**What you have to do:**
Reproduce all the material exactly, minus any pictures it holds.

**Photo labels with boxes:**

══════════════════════════════

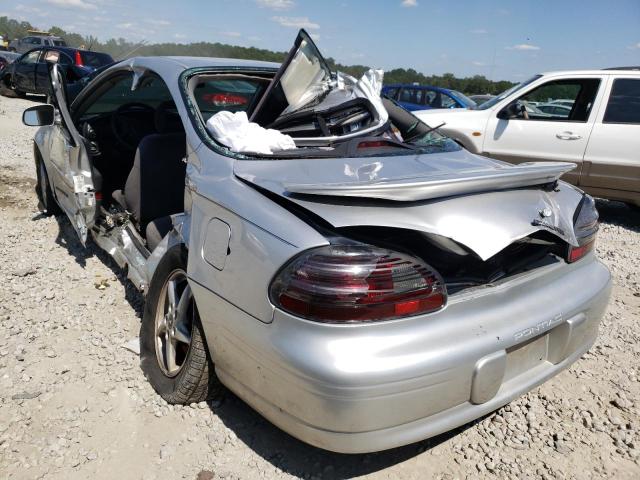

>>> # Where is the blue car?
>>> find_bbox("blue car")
[382,84,477,110]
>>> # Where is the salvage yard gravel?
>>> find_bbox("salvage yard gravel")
[0,97,640,480]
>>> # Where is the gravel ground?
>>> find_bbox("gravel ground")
[0,97,640,480]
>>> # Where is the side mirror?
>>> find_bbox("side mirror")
[22,104,54,127]
[497,102,524,120]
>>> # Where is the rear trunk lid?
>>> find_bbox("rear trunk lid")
[234,150,581,260]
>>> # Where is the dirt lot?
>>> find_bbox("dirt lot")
[0,97,640,479]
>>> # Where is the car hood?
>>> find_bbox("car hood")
[234,150,581,260]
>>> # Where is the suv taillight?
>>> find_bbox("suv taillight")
[567,194,599,263]
[270,244,447,323]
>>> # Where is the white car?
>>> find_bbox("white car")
[412,68,640,206]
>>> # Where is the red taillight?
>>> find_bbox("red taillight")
[567,194,598,263]
[358,140,395,148]
[271,245,446,323]
[202,93,249,107]
[567,240,596,263]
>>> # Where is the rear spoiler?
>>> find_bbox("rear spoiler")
[284,162,576,202]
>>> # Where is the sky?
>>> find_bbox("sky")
[0,0,640,81]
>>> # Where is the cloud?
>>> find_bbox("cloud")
[271,17,320,30]
[256,0,296,10]
[505,43,540,51]
[9,5,49,17]
[145,18,171,27]
[44,0,98,10]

══════════════════════════════

**Result below:**
>>> # Where is the blue car?
>>> find_bbox("blue car")
[382,84,477,110]
>>> # Where is the salvage yard gravel?
>>> find_bbox("salvage yard gravel")
[0,97,640,480]
>>> # Where is the gravel ground?
>>> find_bbox("gravel ground")
[0,97,640,480]
>>> # Where is the side mirror?
>>> find_bbox("side mirror")
[22,104,54,127]
[497,102,524,120]
>>> # Where is the rear trunk lid?
>>> find_bbox("rear trunk lid")
[234,150,581,260]
>>> # Where is the dirt lot?
>>> find_bbox("dirt lot")
[0,97,640,479]
>>> # Where is the car hood?
>>> find_bbox("car hood")
[234,150,581,260]
>>> # Where is the suv taillight?
>>> find_bbox("suv taillight")
[567,194,599,263]
[270,244,447,323]
>>> # Where is the white car?
>>> find_bbox("white car")
[412,68,640,206]
>>> # Where is the red taillight?
>>> find_bbox("red taillight")
[567,194,598,263]
[358,140,395,148]
[271,245,446,323]
[202,93,249,107]
[567,240,596,263]
>>> # Where is the rear spoiler?
>>> find_bbox("rear spoiler")
[284,162,576,202]
>>> # Where is the sky?
>>> find_bbox("sky")
[0,0,640,81]
>>> # Where is the cloud?
>>> find_bbox("cloud")
[271,17,320,30]
[256,0,296,10]
[505,43,540,51]
[9,5,49,17]
[145,18,171,27]
[44,0,98,10]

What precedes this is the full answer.